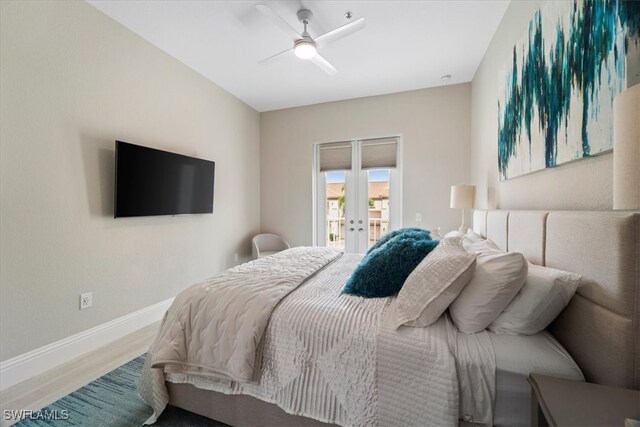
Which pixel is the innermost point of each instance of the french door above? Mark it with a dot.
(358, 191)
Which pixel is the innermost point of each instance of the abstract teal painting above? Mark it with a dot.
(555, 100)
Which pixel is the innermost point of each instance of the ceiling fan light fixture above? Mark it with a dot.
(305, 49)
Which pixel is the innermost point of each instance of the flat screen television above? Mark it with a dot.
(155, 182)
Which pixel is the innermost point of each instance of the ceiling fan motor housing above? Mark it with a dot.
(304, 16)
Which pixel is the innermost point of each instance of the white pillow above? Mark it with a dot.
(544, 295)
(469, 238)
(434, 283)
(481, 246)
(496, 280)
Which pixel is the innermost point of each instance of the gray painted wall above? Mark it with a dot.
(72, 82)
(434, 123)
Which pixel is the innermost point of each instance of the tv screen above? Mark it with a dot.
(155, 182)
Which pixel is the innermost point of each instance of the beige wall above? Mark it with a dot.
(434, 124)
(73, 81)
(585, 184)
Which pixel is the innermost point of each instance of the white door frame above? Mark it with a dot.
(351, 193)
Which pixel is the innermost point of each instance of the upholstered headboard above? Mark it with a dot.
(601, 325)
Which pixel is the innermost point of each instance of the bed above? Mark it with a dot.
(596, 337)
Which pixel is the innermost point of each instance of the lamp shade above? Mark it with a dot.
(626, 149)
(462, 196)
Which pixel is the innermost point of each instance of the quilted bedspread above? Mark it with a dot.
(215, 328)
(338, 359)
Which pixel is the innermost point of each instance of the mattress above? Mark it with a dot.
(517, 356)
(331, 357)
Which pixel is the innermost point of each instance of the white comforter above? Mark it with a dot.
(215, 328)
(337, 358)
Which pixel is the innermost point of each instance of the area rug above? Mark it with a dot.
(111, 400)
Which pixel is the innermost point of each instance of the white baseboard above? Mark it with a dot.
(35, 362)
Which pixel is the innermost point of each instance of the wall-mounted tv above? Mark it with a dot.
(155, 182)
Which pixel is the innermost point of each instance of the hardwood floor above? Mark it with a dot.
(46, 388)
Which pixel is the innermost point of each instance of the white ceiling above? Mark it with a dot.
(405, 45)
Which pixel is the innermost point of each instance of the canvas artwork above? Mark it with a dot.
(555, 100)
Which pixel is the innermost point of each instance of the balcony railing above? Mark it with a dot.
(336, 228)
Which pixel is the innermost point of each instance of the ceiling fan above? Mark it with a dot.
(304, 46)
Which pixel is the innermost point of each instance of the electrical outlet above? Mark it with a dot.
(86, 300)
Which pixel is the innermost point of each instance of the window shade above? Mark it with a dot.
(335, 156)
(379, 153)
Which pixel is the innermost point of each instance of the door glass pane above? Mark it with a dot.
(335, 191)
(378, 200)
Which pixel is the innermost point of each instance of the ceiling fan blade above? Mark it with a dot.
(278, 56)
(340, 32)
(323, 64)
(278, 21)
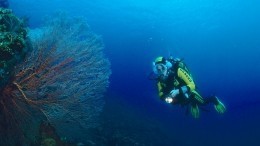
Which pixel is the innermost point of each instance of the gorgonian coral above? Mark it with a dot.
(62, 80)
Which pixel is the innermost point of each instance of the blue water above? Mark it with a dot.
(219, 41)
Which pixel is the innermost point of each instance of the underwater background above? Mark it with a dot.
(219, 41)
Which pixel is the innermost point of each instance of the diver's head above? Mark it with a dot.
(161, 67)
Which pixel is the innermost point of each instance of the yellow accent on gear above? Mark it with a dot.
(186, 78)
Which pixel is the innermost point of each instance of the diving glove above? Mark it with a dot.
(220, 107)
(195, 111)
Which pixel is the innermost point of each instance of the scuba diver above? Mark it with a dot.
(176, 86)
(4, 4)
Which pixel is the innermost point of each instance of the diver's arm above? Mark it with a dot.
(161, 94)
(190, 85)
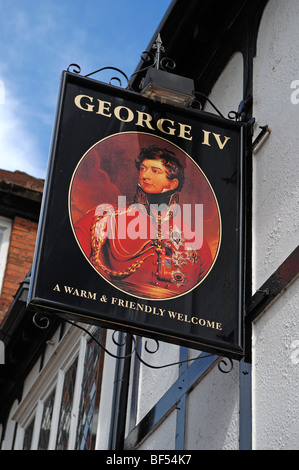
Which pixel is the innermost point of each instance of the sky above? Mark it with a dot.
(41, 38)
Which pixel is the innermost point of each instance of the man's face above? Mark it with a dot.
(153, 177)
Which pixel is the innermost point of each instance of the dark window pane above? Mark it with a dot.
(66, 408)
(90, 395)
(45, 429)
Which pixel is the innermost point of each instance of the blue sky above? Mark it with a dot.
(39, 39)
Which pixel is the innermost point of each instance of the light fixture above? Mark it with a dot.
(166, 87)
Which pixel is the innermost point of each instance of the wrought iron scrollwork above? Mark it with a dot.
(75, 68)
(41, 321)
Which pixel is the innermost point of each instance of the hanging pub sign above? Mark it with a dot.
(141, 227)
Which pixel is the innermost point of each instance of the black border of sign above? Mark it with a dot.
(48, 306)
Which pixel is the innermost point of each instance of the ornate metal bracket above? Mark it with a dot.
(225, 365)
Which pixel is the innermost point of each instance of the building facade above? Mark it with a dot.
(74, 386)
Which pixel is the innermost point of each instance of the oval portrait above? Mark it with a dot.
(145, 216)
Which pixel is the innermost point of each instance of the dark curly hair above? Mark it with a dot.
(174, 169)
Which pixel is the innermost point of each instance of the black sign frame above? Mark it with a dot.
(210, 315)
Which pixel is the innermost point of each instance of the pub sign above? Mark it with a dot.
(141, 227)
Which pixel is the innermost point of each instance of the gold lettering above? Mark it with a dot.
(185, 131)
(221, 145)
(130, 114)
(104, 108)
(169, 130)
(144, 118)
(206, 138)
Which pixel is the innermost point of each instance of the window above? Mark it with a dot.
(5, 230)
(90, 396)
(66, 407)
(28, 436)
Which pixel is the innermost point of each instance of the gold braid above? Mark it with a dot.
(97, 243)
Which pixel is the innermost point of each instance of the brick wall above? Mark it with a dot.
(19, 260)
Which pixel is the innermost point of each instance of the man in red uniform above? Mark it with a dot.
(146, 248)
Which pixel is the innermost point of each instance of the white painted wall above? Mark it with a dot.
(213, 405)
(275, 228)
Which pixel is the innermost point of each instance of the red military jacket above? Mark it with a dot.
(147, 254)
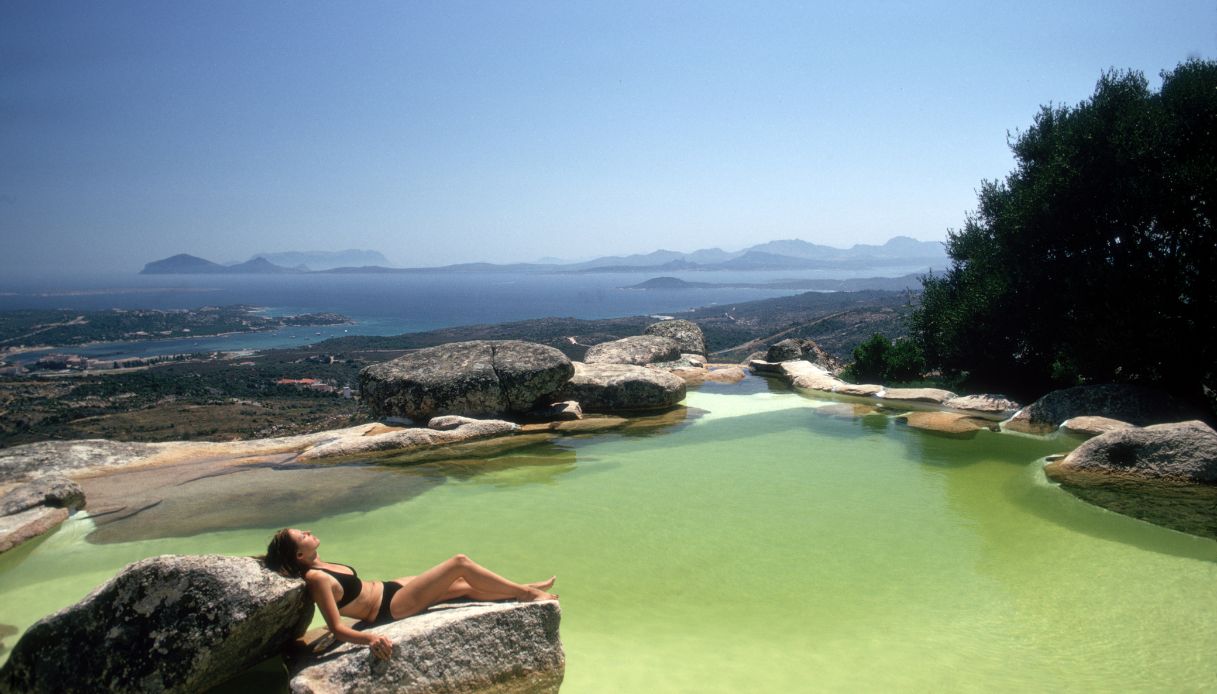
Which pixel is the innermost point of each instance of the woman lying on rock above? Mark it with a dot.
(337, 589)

-------

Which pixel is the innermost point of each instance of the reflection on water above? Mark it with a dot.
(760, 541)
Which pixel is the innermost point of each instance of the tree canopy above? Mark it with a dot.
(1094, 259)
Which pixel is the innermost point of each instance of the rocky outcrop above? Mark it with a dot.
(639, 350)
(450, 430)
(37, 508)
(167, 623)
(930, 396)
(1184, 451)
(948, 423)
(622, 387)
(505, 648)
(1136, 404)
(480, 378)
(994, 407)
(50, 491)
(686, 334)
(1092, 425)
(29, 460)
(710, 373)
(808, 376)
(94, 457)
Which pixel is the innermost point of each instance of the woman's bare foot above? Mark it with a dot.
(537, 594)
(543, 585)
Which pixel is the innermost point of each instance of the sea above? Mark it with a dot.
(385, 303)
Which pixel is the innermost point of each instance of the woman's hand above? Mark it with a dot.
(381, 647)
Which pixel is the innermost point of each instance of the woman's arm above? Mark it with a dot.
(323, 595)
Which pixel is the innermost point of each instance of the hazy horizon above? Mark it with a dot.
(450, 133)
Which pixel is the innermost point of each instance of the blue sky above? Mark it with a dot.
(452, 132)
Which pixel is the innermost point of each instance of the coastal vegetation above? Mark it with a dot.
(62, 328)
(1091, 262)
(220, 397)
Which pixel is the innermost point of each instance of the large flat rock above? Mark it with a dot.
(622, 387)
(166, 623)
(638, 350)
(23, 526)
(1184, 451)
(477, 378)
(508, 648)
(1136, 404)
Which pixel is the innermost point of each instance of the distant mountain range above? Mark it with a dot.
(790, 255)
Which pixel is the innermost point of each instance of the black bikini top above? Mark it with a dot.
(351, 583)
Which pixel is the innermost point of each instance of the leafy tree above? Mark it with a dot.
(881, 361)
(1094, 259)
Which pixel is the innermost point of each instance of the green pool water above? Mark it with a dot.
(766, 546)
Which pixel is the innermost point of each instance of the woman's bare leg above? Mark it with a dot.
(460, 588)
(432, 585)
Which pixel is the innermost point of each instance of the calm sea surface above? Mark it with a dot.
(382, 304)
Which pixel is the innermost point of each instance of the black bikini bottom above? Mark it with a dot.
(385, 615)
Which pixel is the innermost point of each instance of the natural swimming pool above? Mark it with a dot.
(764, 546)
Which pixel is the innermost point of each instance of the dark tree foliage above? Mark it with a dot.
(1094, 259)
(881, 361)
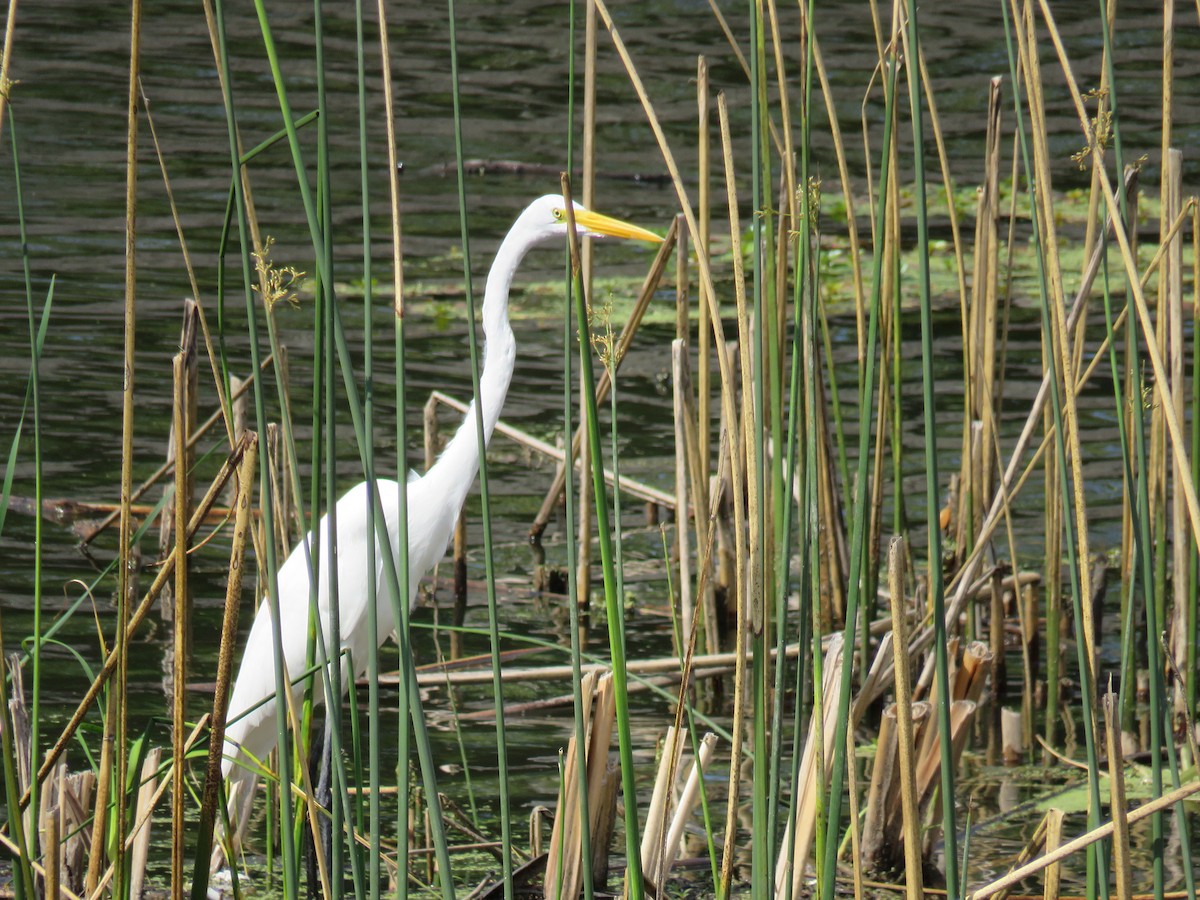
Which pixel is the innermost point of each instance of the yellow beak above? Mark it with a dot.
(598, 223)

-------

* _WRITTEN PROBLEM_
Count how many lines of the records contain the string "window", treating uppercase and lowercase as different, and give only that number.

* _WRITTEN RESPONSE_
3